# Start of Data

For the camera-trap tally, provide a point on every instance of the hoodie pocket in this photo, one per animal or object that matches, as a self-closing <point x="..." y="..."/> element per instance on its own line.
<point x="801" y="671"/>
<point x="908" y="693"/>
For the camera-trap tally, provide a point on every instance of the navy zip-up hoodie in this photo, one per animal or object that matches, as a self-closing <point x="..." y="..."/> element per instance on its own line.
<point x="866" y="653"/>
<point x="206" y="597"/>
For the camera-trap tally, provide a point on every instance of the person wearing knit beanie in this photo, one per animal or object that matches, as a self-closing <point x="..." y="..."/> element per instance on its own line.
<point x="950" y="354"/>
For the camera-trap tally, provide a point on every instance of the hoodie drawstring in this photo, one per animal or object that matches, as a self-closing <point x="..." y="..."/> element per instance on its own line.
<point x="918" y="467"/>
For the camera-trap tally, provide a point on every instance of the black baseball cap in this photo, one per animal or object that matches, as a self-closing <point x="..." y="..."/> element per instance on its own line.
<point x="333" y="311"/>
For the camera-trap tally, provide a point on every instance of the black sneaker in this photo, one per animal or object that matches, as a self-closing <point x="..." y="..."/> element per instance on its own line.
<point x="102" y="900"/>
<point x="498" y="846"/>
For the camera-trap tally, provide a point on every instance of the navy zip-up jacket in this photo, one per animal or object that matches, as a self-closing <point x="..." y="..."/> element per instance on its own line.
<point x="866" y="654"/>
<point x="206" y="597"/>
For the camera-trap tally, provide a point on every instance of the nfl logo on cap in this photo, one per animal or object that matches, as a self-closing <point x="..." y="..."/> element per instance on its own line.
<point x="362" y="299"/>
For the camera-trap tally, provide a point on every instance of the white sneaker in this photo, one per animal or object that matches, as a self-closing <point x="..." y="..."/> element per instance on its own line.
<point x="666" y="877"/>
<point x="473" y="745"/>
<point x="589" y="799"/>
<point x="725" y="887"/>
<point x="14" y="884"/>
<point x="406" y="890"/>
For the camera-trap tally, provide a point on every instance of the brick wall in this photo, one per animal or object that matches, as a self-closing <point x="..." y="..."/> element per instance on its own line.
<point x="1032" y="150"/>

# End of Data

### Work to do
Convert everything from the line containing "navy zip-up jacket" down to the last line of the entries into a JSON list of strings, with one string per line and blank lines omitted.

### Answer below
[
  "For the camera-trap tally, provide a point on every instance of the navy zip-up jacket in this photo, one per animal or object that matches, as a self-closing <point x=\"...\" y=\"...\"/> element per instance on its own line.",
  "<point x=\"866\" y=\"654\"/>",
  "<point x=\"206\" y=\"597\"/>",
  "For the camera-trap tally, provide a point on every instance of the nfl logo on cap in this photo, one per animal or object that matches, as a self-closing <point x=\"...\" y=\"...\"/> element per instance on its own line.",
  "<point x=\"362\" y=\"299\"/>",
  "For the camera-trap tally, provide a point on every instance of the white sneaker in this photo, one per animal or object that matches, as a self-closing <point x=\"...\" y=\"...\"/> element per instance on its own line.",
  "<point x=\"666\" y=\"877\"/>",
  "<point x=\"473\" y=\"745\"/>",
  "<point x=\"589\" y=\"799\"/>",
  "<point x=\"725\" y=\"887\"/>",
  "<point x=\"14\" y=\"884\"/>",
  "<point x=\"406\" y=\"890\"/>",
  "For the camera-trap tally, provide a point on every instance of the brick wall in this photo, one per animal or object that matches, as a self-closing <point x=\"...\" y=\"...\"/> element per instance on its own line.",
  "<point x=\"1032\" y=\"150\"/>"
]